Set task 1:
Gather every line of the listing below that contains the string "tall", matching case exactly.

The field of the bridge engineer was broadened because of the number of large bridges required over waterways and because of the greatly increased number of grade separations.

Bridge railings were studied and led to the use of rail curbs and streamlined railings. Full width roadways (surface and shoulders) were advocated for safety on short bridges, and deck type rather than through type bridges were emphasized. Particular attention was given to horizontal clearance at underpasses, with greater clearances to sidewalls and center piers than had been customary.

Design with continuous spans was advocated. In anticipation of the increased use of three-span continuous reinforced concrete structures for urban and Interstate bridges, Public Roads prepared a report, ​Computing Moments for Continuous Concrete Bridges, including design procedures and moment charts, which was published in the January–February–March 1944 issue of Public Roads.

While the use of AASHO H20 loading was quite general, the new and heavier H20-S16 loading was adopted for bridges on routes that would probably be included in the Interstate System. There was a general trend toward the use of heavier loading design of bridges on all highway systems.

With the toll turnpike era starting again after the war, good architectural treatment of structures was encouraged, especially where improvement could be made without substantial increase in cost. Consulting engineers and architects were retained for design of these toll road structures and for other major bridges on the Federal-aid system.

In the 10 years following World War II, the march of new developments in the bridge field resumed. One of the most widespread was the use of composite steel beam bridges, which enabled the deck slab to work with the steel beams as a main load-carrying member.

Another development was the use of welded bridges. Welded steel bridges, except for minor details, had not been permitted on the Federal-aid system until after World War II because of the lack of toughness (and resultant welding inadequacy) of most structural steel used for bridges. At first, welding on bridge members was limited to welding flange cover plates to beams and web to flange connections on plate girders. At BPR’s urging, steel producers developed a weldable steel for bridges which had sufficient chemical controls to produce a tougher steel. The American Society of Testing and Materials (ASTM) adopted the Specifcation for Structural Steel for Welding (A373) in 1954. ASTM A373 steel was supplanted in 1960 by ASTM A36 steel which had the same toughness with a higher yield point. The availability of these steels rapidly expanded the scope and volume of welded structures and eliminated the riveted plate girder save for very large bridges and railroad structures. More versatile designs and economy of weight were obtained with welded designs.

Data listing:

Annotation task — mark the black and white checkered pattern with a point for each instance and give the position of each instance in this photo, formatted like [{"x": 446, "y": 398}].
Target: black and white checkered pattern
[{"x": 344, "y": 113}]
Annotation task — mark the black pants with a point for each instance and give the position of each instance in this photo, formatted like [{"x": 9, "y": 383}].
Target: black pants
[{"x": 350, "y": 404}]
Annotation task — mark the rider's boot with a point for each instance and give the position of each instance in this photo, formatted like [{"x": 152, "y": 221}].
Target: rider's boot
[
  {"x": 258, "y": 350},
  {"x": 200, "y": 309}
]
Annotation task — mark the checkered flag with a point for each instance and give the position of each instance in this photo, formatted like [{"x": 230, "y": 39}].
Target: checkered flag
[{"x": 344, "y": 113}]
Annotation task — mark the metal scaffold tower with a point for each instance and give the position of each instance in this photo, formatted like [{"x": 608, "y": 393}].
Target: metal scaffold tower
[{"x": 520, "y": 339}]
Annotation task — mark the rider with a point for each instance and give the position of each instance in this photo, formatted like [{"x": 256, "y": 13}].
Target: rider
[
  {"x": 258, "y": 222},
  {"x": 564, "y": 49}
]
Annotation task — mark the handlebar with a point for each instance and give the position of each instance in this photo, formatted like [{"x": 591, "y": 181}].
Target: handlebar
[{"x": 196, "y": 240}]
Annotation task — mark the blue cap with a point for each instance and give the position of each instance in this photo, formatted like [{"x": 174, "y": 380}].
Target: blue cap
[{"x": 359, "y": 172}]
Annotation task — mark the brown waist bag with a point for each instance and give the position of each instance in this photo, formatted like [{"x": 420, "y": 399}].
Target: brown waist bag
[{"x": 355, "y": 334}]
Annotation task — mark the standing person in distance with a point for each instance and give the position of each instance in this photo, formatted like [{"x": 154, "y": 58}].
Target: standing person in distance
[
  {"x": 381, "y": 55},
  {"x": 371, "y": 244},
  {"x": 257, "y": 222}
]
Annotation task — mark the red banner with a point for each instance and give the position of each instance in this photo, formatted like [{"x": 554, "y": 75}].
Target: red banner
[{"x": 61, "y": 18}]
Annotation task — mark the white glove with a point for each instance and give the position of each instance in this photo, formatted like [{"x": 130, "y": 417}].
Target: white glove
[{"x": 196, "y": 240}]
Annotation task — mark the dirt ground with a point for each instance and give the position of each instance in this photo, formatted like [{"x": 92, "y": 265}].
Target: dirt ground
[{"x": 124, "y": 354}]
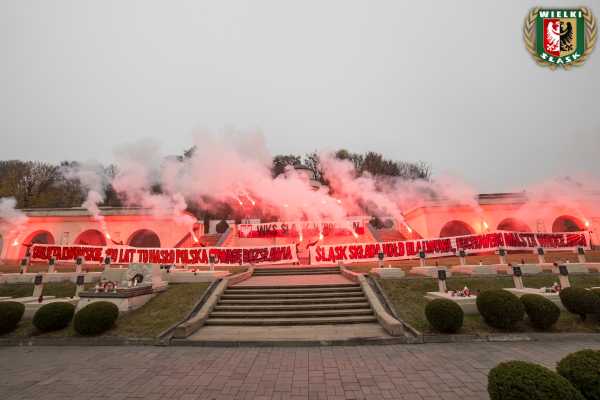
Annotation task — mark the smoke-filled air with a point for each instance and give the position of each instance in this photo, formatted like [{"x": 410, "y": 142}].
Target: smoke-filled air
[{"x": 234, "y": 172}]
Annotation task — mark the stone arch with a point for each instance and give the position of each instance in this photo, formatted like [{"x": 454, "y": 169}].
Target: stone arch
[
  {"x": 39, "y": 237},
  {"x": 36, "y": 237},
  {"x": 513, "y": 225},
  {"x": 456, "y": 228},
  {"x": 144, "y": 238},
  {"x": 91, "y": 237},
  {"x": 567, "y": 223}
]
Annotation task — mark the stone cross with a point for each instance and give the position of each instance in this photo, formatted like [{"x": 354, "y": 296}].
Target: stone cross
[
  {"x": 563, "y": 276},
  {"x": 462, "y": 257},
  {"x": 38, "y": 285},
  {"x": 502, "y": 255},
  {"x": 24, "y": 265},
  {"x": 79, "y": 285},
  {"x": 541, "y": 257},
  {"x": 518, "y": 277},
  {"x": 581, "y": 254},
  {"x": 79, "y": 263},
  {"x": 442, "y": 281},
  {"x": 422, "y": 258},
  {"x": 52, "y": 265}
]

...

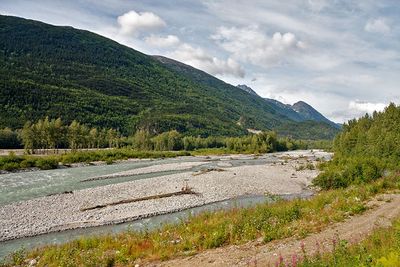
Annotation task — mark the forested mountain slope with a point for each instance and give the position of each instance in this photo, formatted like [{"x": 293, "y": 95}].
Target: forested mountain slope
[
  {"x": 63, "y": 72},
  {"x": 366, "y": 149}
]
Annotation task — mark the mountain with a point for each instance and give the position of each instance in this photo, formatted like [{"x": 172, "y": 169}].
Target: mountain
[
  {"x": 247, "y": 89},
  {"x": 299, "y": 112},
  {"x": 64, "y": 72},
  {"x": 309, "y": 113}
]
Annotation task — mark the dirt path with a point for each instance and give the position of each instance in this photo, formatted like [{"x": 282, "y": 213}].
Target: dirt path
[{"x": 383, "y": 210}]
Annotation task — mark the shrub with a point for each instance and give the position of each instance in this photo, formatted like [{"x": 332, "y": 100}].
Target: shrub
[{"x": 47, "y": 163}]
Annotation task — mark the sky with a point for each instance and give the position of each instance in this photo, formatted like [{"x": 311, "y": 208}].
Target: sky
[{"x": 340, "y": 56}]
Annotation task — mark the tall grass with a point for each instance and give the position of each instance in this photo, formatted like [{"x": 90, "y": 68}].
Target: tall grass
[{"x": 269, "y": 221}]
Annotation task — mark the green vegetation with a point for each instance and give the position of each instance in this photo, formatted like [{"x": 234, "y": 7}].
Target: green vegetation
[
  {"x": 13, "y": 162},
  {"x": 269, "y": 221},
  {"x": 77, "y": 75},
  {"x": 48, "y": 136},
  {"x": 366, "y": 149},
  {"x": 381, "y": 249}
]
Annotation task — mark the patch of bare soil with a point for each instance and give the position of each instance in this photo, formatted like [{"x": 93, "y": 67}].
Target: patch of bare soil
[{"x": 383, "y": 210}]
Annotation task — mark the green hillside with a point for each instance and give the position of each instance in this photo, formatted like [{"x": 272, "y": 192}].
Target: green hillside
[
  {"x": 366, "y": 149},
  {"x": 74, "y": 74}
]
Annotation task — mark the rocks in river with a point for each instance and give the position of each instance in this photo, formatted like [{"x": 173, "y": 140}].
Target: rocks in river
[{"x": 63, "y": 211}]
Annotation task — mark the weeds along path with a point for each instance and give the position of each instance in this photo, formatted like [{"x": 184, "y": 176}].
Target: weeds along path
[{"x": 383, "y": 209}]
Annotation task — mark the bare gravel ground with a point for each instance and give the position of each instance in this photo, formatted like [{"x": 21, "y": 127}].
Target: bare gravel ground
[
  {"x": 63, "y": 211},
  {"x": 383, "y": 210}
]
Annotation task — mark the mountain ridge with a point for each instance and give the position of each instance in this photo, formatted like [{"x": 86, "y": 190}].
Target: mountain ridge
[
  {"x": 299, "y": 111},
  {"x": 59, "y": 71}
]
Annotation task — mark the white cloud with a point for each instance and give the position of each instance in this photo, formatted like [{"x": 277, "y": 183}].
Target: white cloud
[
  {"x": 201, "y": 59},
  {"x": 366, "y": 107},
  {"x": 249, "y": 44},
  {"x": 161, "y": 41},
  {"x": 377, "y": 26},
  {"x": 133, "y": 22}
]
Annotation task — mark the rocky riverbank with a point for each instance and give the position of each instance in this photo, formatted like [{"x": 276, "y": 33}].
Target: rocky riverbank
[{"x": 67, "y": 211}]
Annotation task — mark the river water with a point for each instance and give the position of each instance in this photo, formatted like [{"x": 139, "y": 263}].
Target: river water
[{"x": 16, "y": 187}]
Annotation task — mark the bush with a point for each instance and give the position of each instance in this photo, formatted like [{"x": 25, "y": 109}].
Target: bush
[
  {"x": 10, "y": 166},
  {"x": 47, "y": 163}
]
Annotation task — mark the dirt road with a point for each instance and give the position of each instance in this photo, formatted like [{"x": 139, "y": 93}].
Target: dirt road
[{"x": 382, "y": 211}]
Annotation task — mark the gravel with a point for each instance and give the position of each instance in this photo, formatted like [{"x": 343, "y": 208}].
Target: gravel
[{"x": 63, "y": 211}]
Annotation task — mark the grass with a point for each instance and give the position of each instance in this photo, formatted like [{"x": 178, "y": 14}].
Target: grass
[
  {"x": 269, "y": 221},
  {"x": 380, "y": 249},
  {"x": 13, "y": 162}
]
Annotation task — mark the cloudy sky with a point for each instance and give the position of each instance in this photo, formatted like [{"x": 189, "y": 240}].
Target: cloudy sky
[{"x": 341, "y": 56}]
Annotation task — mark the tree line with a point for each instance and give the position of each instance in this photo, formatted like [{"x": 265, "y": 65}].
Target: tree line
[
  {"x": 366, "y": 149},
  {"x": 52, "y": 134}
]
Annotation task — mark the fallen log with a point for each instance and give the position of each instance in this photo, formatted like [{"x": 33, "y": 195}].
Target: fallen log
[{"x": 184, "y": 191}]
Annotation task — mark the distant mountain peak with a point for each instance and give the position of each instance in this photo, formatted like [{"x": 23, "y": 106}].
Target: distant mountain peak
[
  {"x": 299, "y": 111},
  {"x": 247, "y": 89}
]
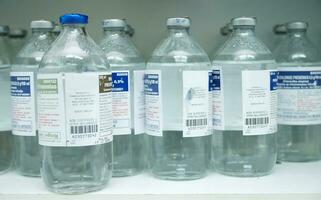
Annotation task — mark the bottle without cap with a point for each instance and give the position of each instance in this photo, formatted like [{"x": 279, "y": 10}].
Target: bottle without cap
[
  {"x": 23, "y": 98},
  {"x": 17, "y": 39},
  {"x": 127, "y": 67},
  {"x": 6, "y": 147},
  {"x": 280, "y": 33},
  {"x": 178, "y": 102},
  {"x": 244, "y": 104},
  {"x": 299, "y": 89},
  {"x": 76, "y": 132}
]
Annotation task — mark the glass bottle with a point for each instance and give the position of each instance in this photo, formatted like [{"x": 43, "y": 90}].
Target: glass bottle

Set task 2:
Reproduce the passage on bridge engineering above word for word, from its first sentence through its last.

Written response 1:
Annotation task — mark the tall grass with a point for each instance and give the position of each instance in this photo, formatted like [{"x": 90, "y": 68}].
Target: tall grass

Written response 2:
The field of the bridge engineer was broadened because of the number of large bridges required over waterways and because of the greatly increased number of grade separations.

Bridge railings were studied and led to the use of rail curbs and streamlined railings. Full width roadways (surface and shoulders) were advocated for safety on short bridges, and deck type rather than through type bridges were emphasized. Particular attention was given to horizontal clearance at underpasses, with greater clearances to sidewalls and center piers than had been customary.

Design with continuous spans was advocated. In anticipation of the increased use of three-span continuous reinforced concrete structures for urban and Interstate bridges, Public Roads prepared a report, ​Computing Moments for Continuous Concrete Bridges, including design procedures and moment charts, which was published in the January–February–March 1944 issue of Public Roads.

While the use of AASHO H20 loading was quite general, the new and heavier H20-S16 loading was adopted for bridges on routes that would probably be included in the Interstate System. There was a general trend toward the use of heavier loading design of bridges on all highway systems.

With the toll turnpike era starting again after the war, good architectural treatment of structures was encouraged, especially where improvement could be made without substantial increase in cost. Consulting engineers and architects were retained for design of these toll road structures and for other major bridges on the Federal-aid system.

In the 10 years following World War II, the march of new developments in the bridge field resumed. One of the most widespread was the use of composite steel beam bridges, which enabled the deck slab to work with the steel beams as a main load-carrying member.

Another development was the use of welded bridges. Welded steel bridges, except for minor details, had not been permitted on the Federal-aid system until after World War II because of the lack of toughness (and resultant welding inadequacy) of most structural steel used for bridges. At first, welding on bridge members was limited to welding flange cover plates to beams and web to flange connections on plate girders. At BPR’s urging, steel producers developed a weldable steel for bridges which had sufficient chemical controls to produce a tougher steel. The American Society of Testing and Materials (ASTM) adopted the Specifcation for Structural Steel for Welding (A373) in 1954. ASTM A373 steel was supplanted in 1960 by ASTM A36 steel which had the same toughness with a higher yield point. The availability of these steels rapidly expanded the scope and volume of welded structures and eliminated the riveted plate girder save for very large bridges and railroad structures. More versatile designs and economy of weight were obtained with welded designs.